— Start of Records —

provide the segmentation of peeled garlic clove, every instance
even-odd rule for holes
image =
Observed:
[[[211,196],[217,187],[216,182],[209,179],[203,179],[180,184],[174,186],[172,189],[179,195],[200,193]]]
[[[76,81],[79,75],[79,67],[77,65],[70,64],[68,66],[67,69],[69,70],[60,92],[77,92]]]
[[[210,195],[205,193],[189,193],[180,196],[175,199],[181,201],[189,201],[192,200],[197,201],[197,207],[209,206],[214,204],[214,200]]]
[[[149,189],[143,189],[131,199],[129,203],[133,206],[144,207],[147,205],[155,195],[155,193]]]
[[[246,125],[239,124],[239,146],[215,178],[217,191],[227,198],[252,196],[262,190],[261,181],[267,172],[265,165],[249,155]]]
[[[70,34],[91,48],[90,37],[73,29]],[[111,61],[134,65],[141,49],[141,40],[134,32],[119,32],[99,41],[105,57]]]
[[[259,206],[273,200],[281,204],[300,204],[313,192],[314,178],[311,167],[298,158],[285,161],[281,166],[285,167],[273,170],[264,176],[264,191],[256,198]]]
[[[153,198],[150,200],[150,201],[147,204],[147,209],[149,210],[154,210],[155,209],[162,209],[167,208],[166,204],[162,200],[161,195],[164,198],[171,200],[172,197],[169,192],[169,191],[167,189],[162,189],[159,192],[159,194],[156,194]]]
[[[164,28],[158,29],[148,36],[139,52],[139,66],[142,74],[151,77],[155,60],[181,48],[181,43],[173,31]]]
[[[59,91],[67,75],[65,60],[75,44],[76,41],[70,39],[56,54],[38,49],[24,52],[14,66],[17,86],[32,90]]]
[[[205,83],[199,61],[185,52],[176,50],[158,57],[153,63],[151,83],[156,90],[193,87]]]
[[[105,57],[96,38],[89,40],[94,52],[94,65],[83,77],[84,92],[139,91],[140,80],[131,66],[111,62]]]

— End of Records —

▶ [Short task]
Copy every line of the items above verbatim.

▶ [Reply to the exercise]
provide the segmentation of peeled garlic clove, every instance
even-odd rule for holes
image =
Observed:
[[[211,196],[217,187],[216,182],[209,179],[203,179],[180,184],[174,186],[172,189],[179,195],[200,193]]]
[[[76,81],[79,75],[79,67],[77,65],[70,64],[68,66],[67,69],[69,70],[60,92],[77,92]]]
[[[210,195],[205,193],[189,193],[180,196],[175,199],[181,201],[189,201],[192,200],[197,201],[197,207],[209,206],[214,204],[214,200]]]
[[[149,189],[143,189],[131,199],[129,203],[133,206],[144,207],[147,205],[155,195],[155,193]]]
[[[246,125],[239,124],[239,146],[215,178],[217,191],[227,198],[252,196],[262,190],[261,181],[267,172],[265,165],[249,155]]]
[[[70,34],[91,48],[90,37],[73,29]],[[111,61],[134,65],[141,49],[141,40],[134,32],[119,32],[99,41],[105,57]]]
[[[259,206],[273,200],[281,204],[300,204],[313,192],[314,178],[311,167],[298,158],[285,161],[281,166],[285,167],[273,170],[264,176],[264,191],[256,198]]]
[[[153,198],[150,200],[150,201],[147,204],[147,209],[149,210],[154,210],[155,209],[162,209],[167,208],[166,204],[162,200],[161,195],[164,198],[171,200],[172,197],[169,192],[169,191],[167,189],[162,189],[159,192],[159,194],[156,194]]]
[[[164,28],[158,29],[148,36],[139,52],[139,66],[142,74],[151,77],[155,60],[181,48],[181,43],[173,31]]]
[[[59,91],[67,75],[65,60],[75,44],[76,41],[70,39],[56,54],[38,49],[24,52],[14,66],[17,86],[32,90]]]
[[[205,83],[199,61],[185,52],[176,50],[158,57],[153,63],[151,83],[156,90],[193,87]]]
[[[105,57],[96,38],[89,40],[94,52],[94,65],[83,77],[84,92],[139,91],[140,80],[131,66],[111,62]]]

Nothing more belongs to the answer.